***** Records to use *****
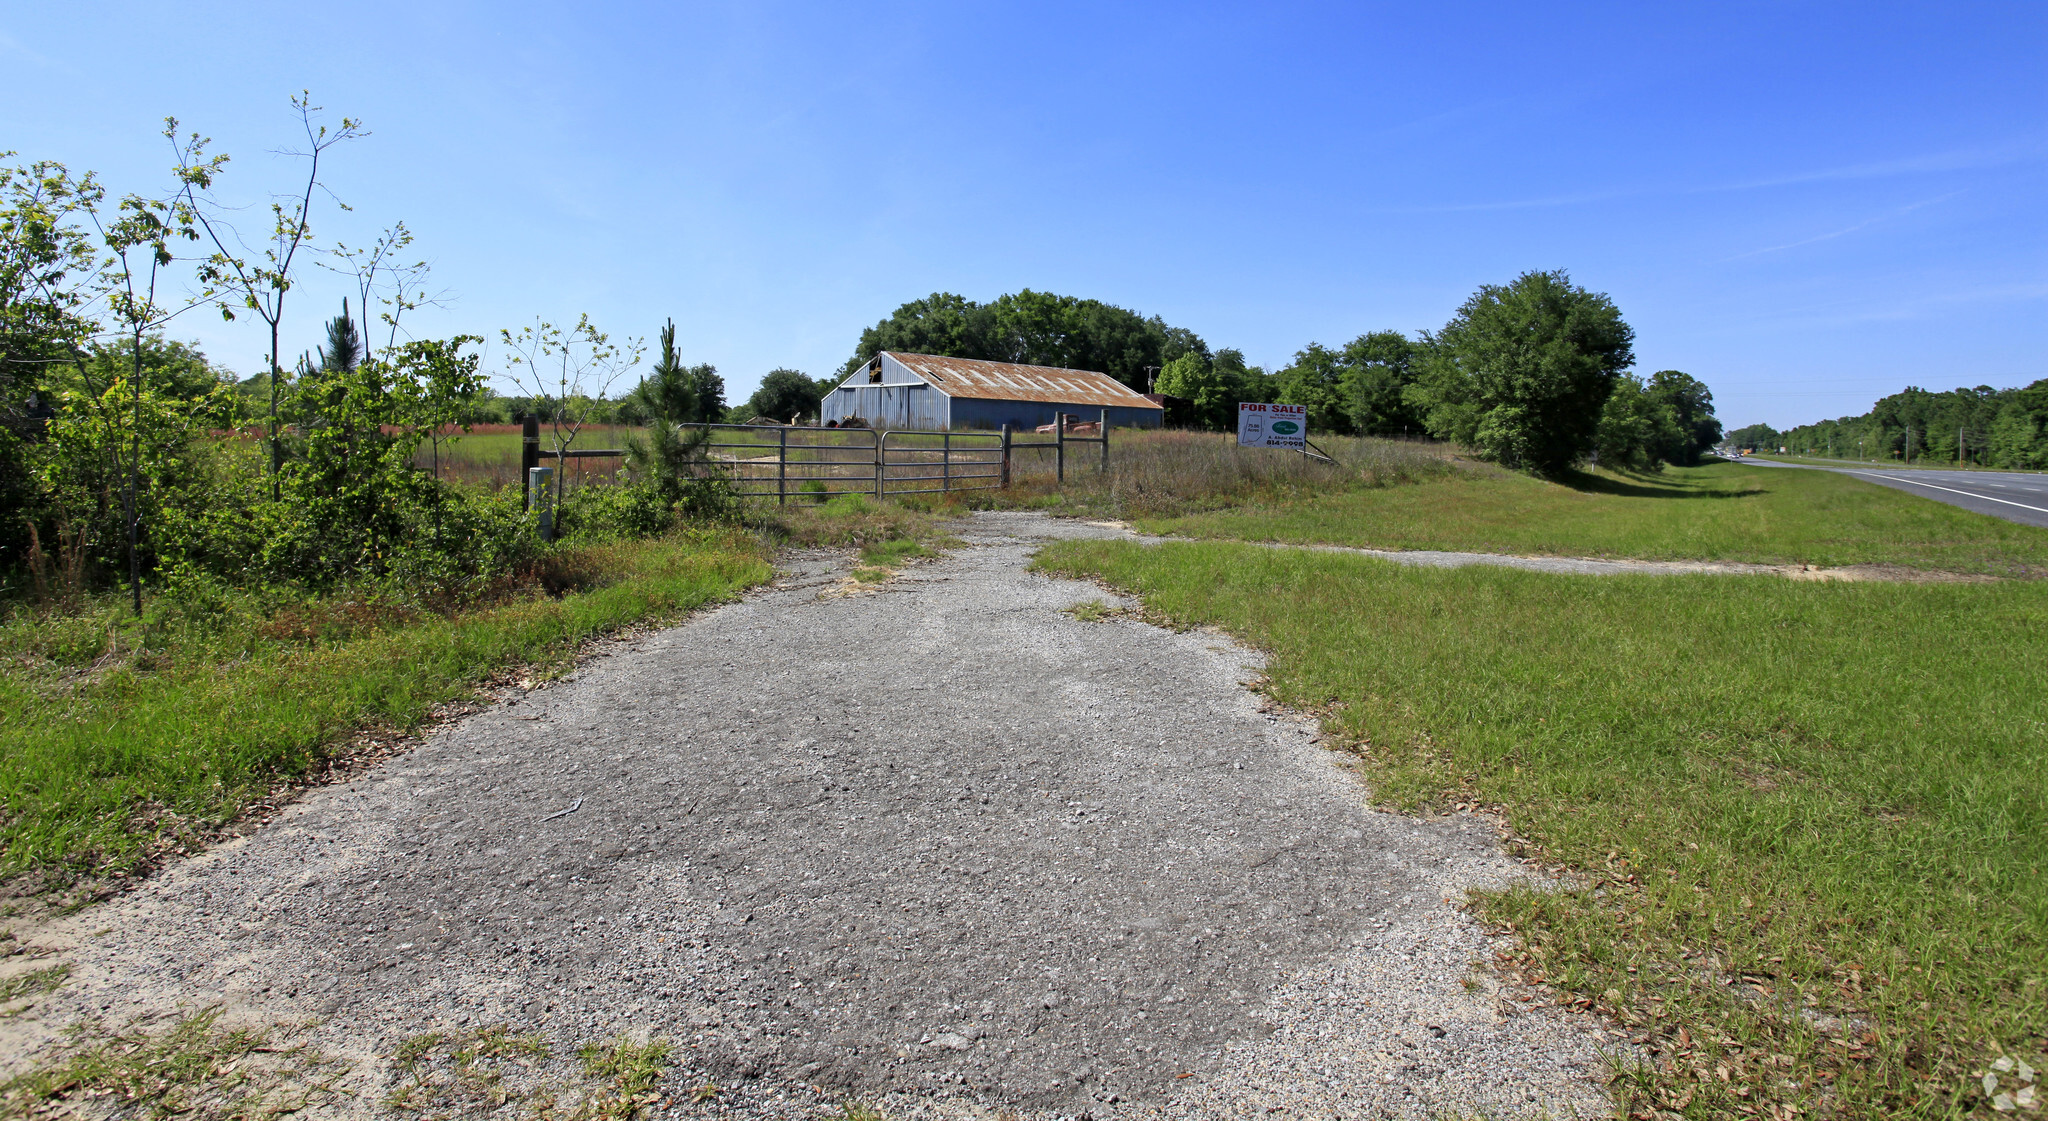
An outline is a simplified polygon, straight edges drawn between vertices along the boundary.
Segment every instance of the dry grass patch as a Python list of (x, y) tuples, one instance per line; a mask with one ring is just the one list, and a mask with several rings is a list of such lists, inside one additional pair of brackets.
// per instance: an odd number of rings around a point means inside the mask
[(151, 1033), (76, 1027), (44, 1065), (0, 1083), (9, 1116), (104, 1113), (191, 1121), (258, 1121), (332, 1101), (348, 1073), (304, 1043), (223, 1028), (220, 1010)]
[(1316, 442), (1337, 462), (1239, 447), (1225, 433), (1113, 429), (1106, 471), (1098, 470), (1100, 448), (1093, 444), (1068, 447), (1064, 484), (1055, 477), (1052, 453), (1019, 450), (1012, 457), (1010, 490), (964, 497), (1117, 518), (1178, 517), (1416, 482), (1459, 469), (1439, 445), (1341, 436)]

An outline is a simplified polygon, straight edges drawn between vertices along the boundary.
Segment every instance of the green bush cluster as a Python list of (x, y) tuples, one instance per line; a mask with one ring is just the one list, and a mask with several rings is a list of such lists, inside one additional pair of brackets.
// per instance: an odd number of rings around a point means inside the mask
[[(330, 343), (352, 329), (335, 321)], [(40, 431), (10, 441), (28, 479), (0, 511), (27, 536), (12, 590), (75, 602), (120, 582), (132, 518), (132, 571), (181, 596), (370, 583), (407, 600), (473, 599), (548, 548), (518, 491), (420, 465), (430, 441), (459, 439), (482, 389), (465, 353), (476, 341), (407, 343), (376, 359), (330, 345), (280, 387), (274, 436), (241, 427), (246, 407), (225, 381), (181, 392), (175, 379), (117, 372), (94, 392), (74, 379), (52, 395)], [(732, 512), (730, 488), (698, 449), (658, 450), (666, 458), (637, 476), (564, 495), (558, 536), (649, 536), (679, 515)]]

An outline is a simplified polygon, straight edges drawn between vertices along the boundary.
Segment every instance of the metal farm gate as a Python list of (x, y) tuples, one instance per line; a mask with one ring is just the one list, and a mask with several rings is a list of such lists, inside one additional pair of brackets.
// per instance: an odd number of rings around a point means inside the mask
[(707, 425), (705, 445), (742, 497), (823, 502), (997, 490), (1008, 481), (1004, 434), (867, 428)]
[[(1046, 451), (1066, 477), (1067, 445), (1099, 444), (1109, 465), (1107, 415), (1092, 424), (1063, 416), (1047, 425), (1051, 439), (1020, 441), (1004, 425), (996, 432), (906, 432), (869, 428), (785, 428), (771, 424), (710, 424), (705, 445), (744, 498), (787, 503), (823, 502), (842, 494), (875, 499), (951, 491), (1001, 490), (1010, 485), (1011, 456)], [(1078, 435), (1093, 431), (1094, 435)]]

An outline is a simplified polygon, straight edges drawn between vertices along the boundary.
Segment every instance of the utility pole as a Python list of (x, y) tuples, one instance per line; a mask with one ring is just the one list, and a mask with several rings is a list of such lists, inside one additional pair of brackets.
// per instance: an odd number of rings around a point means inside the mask
[(1147, 366), (1147, 367), (1145, 367), (1145, 390), (1144, 390), (1144, 391), (1145, 391), (1146, 393), (1150, 393), (1150, 392), (1152, 392), (1152, 375), (1153, 375), (1153, 374), (1156, 374), (1156, 373), (1158, 373), (1158, 372), (1159, 372), (1159, 367), (1157, 367), (1157, 366)]

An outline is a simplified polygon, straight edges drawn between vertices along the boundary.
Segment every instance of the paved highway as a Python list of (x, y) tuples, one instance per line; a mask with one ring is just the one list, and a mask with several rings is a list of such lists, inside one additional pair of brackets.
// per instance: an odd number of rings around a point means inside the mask
[[(1730, 457), (1733, 458), (1733, 457)], [(2020, 471), (1926, 471), (1891, 467), (1815, 467), (1806, 463), (1777, 463), (1743, 456), (1739, 463), (1757, 467), (1800, 467), (1811, 471), (1838, 471), (1867, 479), (1936, 502), (1946, 502), (1979, 514), (2004, 518), (2022, 525), (2048, 527), (2048, 475)]]

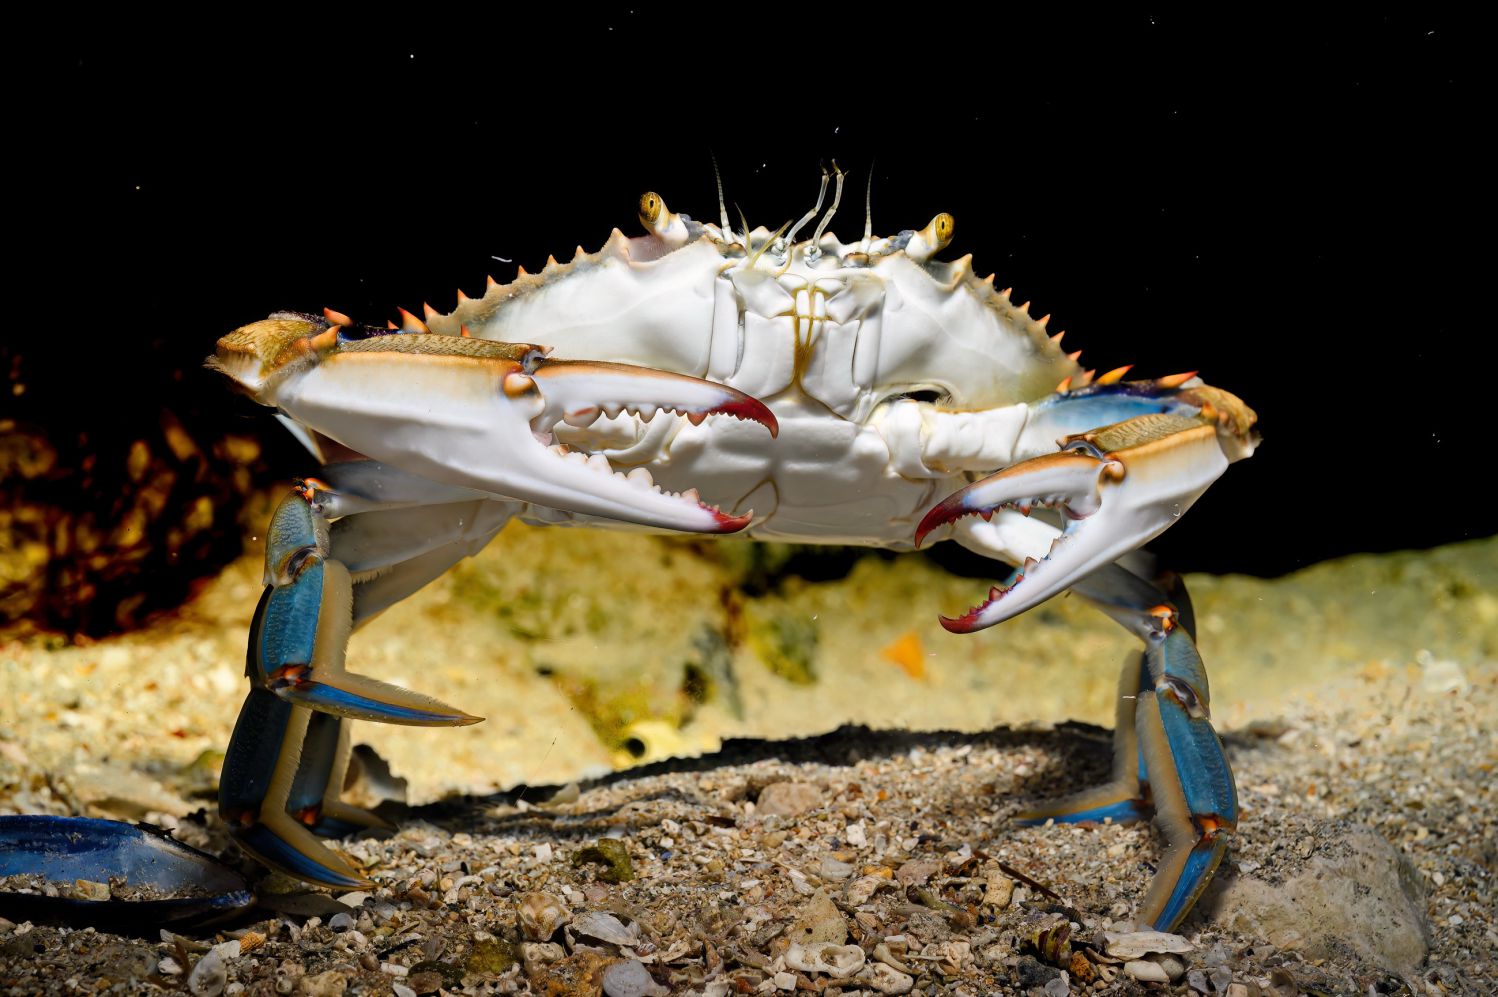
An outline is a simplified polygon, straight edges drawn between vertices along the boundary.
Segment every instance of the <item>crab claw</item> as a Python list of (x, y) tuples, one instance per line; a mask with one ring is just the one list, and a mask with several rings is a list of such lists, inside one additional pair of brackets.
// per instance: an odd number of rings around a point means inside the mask
[(1050, 549), (1026, 557), (1008, 585), (995, 586), (961, 616), (942, 617), (948, 630), (968, 633), (1017, 616), (1148, 542), (1180, 518), (1230, 459), (1251, 449), (1237, 424), (1211, 409), (1138, 416), (1062, 442), (1061, 452), (976, 481), (921, 520), (917, 546), (939, 526), (1000, 509), (1026, 515), (1055, 509), (1064, 524)]
[(599, 413), (694, 422), (727, 415), (778, 427), (726, 385), (624, 364), (547, 360), (540, 348), (423, 333), (350, 338), (310, 316), (278, 315), (219, 340), (210, 366), (315, 433), (433, 481), (554, 509), (701, 533), (732, 516), (691, 492), (626, 478), (601, 455), (555, 446), (558, 422)]

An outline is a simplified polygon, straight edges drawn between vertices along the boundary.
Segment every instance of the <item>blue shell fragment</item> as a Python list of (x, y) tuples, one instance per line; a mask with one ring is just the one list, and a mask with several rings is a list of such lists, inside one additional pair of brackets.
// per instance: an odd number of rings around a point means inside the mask
[(33, 874), (72, 884), (124, 878), (131, 886), (188, 894), (167, 900), (73, 900), (0, 891), (0, 916), (127, 933), (229, 919), (255, 902), (244, 877), (213, 856), (134, 824), (91, 817), (0, 816), (0, 876)]

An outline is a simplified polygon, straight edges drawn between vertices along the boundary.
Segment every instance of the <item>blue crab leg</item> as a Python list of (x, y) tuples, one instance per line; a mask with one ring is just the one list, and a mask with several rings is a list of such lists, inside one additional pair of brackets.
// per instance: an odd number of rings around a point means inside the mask
[(310, 717), (264, 689), (250, 690), (224, 755), (219, 814), (235, 841), (273, 869), (323, 886), (368, 886), (287, 810)]
[(1144, 655), (1129, 655), (1118, 679), (1113, 726), (1113, 777), (1101, 786), (1062, 797), (1047, 806), (1026, 810), (1015, 818), (1016, 823), (1022, 826), (1046, 821), (1058, 824), (1085, 821), (1130, 824), (1149, 818), (1149, 776), (1134, 730), (1140, 681), (1148, 674), (1143, 664)]
[(293, 492), (267, 536), (270, 582), (250, 635), (250, 681), (310, 709), (354, 720), (454, 726), (480, 718), (344, 668), (353, 628), (353, 581), (329, 556), (321, 517)]
[(339, 797), (352, 753), (347, 720), (316, 712), (308, 718), (286, 809), (314, 834), (339, 838), (366, 828), (394, 830), (389, 821)]

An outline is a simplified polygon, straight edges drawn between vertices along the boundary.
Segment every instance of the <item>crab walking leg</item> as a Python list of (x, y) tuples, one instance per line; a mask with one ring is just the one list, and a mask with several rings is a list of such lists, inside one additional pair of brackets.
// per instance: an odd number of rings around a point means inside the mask
[(352, 754), (349, 722), (331, 713), (313, 712), (307, 720), (302, 758), (286, 809), (314, 834), (340, 838), (366, 828), (395, 828), (384, 818), (339, 797)]
[[(1097, 606), (1124, 629), (1149, 645), (1165, 615), (1173, 615), (1188, 634), (1196, 630), (1185, 585), (1176, 576), (1162, 584), (1145, 581), (1121, 565), (1110, 564), (1072, 586), (1072, 591)], [(1048, 806), (1020, 814), (1019, 823), (1078, 824), (1111, 820), (1127, 823), (1147, 818), (1152, 810), (1149, 775), (1135, 732), (1136, 706), (1141, 693), (1151, 691), (1148, 652), (1130, 654), (1118, 679), (1113, 725), (1113, 777), (1101, 786), (1063, 797)], [(1202, 688), (1206, 676), (1202, 675)], [(1231, 778), (1231, 775), (1229, 776)]]
[(224, 755), (219, 814), (240, 846), (273, 869), (323, 886), (368, 886), (288, 812), (311, 716), (265, 689), (250, 690)]
[(1149, 818), (1149, 776), (1134, 731), (1139, 683), (1141, 676), (1147, 674), (1143, 663), (1144, 655), (1131, 654), (1119, 675), (1113, 725), (1113, 777), (1101, 786), (1064, 796), (1049, 806), (1026, 810), (1015, 818), (1016, 823), (1031, 826), (1053, 820), (1058, 824), (1083, 821), (1130, 824)]
[(353, 581), (329, 556), (321, 517), (297, 493), (276, 508), (266, 548), (271, 583), (250, 635), (250, 681), (289, 702), (353, 720), (454, 726), (480, 718), (344, 668)]
[(1149, 639), (1148, 681), (1135, 730), (1149, 773), (1156, 823), (1168, 846), (1139, 917), (1173, 931), (1201, 896), (1238, 829), (1238, 790), (1212, 729), (1196, 643), (1174, 617)]

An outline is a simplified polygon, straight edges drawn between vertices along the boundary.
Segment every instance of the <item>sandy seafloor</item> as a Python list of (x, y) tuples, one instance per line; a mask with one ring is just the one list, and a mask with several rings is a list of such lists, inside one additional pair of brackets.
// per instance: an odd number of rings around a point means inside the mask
*****
▶ _Work instructions_
Pick from the records each line that contains the word "item" and show it.

▶ _Output for this task_
Segment every instance of the <item>crab claw</item> as a Python list of (x, y) tuples, one instance per line; a mask with one ring is just the one list, and a mask with several rings is a list of such lists, inside one additional pair of brackets.
Segment every instance of the <item>blue shell fragment</item> as a Python list of (x, y) tuples, one instance per line; a mask with one ring is just the one list, and a mask with several rings is a list of such lists, inside one additional pair of brackets.
Segment every instance of the <item>blue crab leg</item> as a Python list of (x, y) tuples, one instance per line; a mask with one ring is just the one list, and a mask with several rings is a list of such lists, inside one additional pair of brackets.
Segment every instance of the <item>crab walking leg</item> as a Python list of (x, y) tuples, one instance per line; a mask with one ring is just the one list, and a mask with several rings is a list of such lists, inside one additional pair of brackets.
Segment every instance of the <item>sandy seafloor</item> as a Python list of (x, y) tuples, one instance per line; a mask with one ring is just the one list, and a mask with several rings is a list of such lists, inside one additional pair of brackets.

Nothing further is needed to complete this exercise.